◆ **Work instruction**
Below are the records. Retype exactly the lines between the lines holding "Query: rolled blueprint" and "Check that every instance of the pen", inclusive.

◆ **Data records**
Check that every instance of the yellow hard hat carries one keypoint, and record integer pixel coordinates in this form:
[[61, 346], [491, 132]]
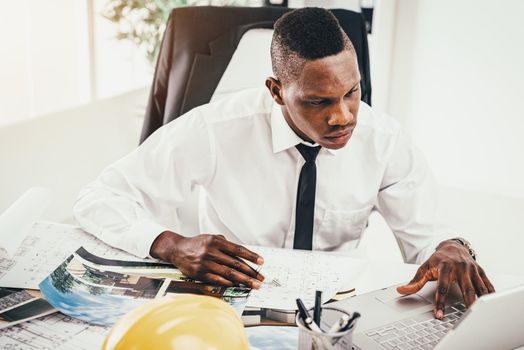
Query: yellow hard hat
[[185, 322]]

==

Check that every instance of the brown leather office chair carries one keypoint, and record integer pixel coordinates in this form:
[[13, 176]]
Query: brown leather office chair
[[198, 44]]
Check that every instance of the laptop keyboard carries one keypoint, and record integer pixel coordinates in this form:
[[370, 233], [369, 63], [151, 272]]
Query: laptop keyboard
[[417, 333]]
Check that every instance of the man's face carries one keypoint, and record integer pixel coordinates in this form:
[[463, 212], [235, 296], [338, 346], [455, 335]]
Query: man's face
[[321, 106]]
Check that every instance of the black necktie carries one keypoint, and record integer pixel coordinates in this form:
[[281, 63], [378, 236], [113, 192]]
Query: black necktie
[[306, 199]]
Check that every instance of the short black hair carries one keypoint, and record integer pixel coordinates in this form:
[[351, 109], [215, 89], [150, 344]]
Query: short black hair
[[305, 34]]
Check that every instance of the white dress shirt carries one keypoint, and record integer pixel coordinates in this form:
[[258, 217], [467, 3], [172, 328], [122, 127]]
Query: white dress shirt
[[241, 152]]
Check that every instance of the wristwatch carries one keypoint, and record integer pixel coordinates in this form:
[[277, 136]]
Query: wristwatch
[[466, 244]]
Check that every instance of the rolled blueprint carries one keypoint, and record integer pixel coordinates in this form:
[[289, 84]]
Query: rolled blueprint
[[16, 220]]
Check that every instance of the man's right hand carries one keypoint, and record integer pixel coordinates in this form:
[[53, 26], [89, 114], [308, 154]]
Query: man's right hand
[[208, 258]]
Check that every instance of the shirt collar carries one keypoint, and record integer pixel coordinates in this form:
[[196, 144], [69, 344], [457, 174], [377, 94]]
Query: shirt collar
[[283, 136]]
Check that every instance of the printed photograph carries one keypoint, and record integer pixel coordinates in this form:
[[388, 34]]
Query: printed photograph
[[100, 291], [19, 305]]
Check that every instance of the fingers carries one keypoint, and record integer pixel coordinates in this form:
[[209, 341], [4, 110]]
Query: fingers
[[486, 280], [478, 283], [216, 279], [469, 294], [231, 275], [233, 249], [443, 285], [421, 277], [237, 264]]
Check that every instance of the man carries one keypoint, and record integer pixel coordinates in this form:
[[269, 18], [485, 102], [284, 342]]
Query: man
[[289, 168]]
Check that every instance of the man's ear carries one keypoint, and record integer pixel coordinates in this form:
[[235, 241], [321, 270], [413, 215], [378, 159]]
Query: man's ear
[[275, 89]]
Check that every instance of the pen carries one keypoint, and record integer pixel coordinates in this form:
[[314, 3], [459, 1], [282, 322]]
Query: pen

---

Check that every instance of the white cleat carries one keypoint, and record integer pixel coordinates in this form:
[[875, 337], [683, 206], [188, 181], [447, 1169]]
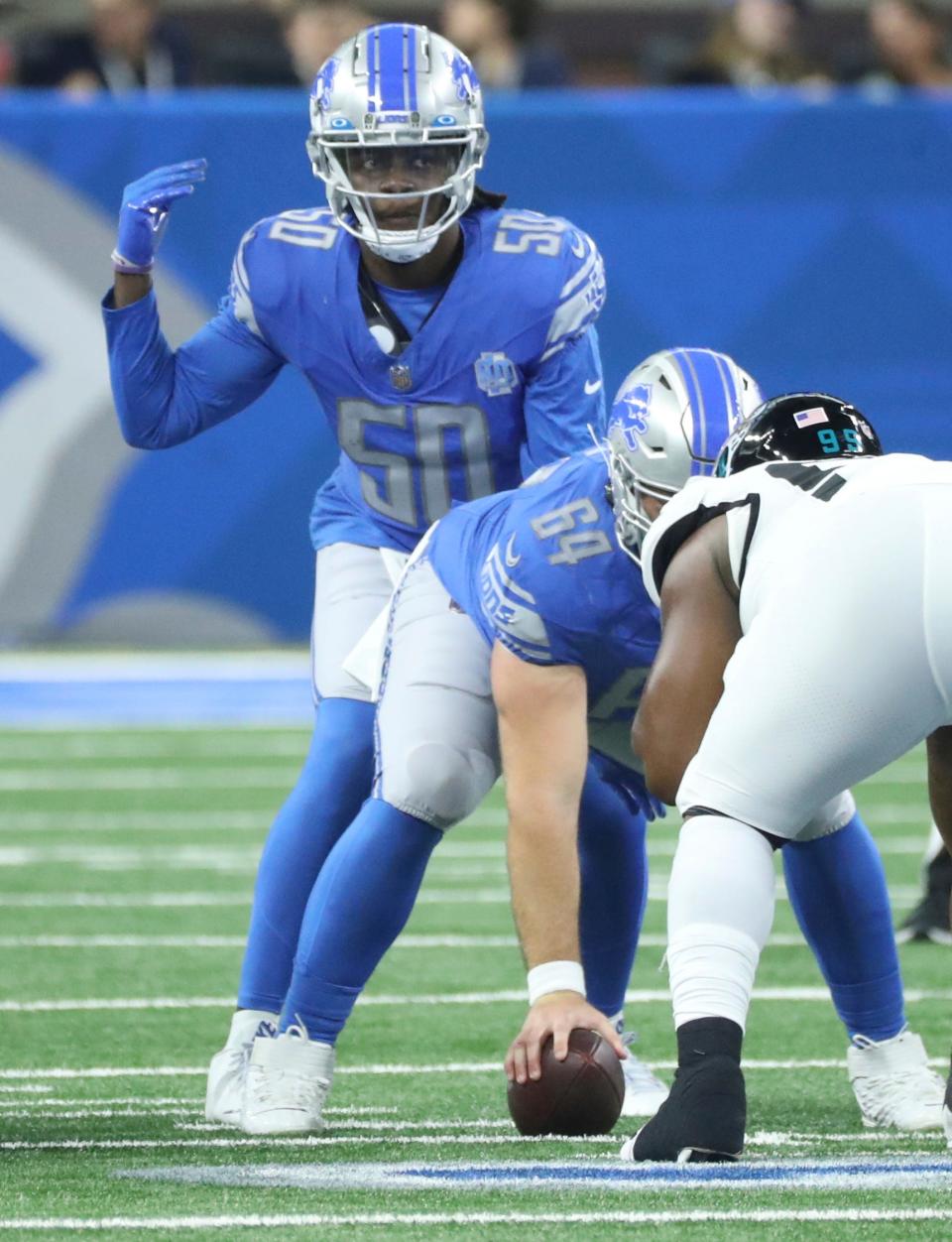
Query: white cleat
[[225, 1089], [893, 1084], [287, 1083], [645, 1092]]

◆ **Reply**
Query: rolled blueprint
[[16, 220]]
Check that every instance of the man's right hand carries one keypoint, and record integer pixel coordinates in this form:
[[53, 26], [89, 114], [308, 154]]
Query: man's right hand
[[208, 258]]
Check that every instance of the shirt collar carries one keypoint, and record integer pixel coordinates in this form:
[[196, 144], [69, 344], [457, 174], [377, 94]]
Query: shirt collar
[[283, 136]]
Check that every instance of the printed photograph carries one keypoint, and record integer pixel coordinates in this form:
[[388, 34]]
Query: printed photograph
[[100, 291], [19, 305]]
Check that every instance of the fingers carries one keypoint, and record integer pixel coordinates in this form:
[[209, 341], [4, 110]]
Query: fingers
[[486, 280], [478, 283], [216, 279], [469, 294], [231, 275], [233, 249], [443, 285], [421, 277], [237, 264]]
Check that every instance of the man carries one keypoint, and record integer pixel coordinates in this form:
[[269, 18], [485, 102], [284, 342]]
Query: man
[[289, 168]]
Check that every instance of the man's ear carries one keypoint, and record integer pixel coordinates in this form:
[[235, 241], [321, 270], [413, 215], [378, 159]]
Query: man's ear
[[275, 89]]
Check that every instance of the pen carries one keypoint, and record integer pixel coordinates in this form:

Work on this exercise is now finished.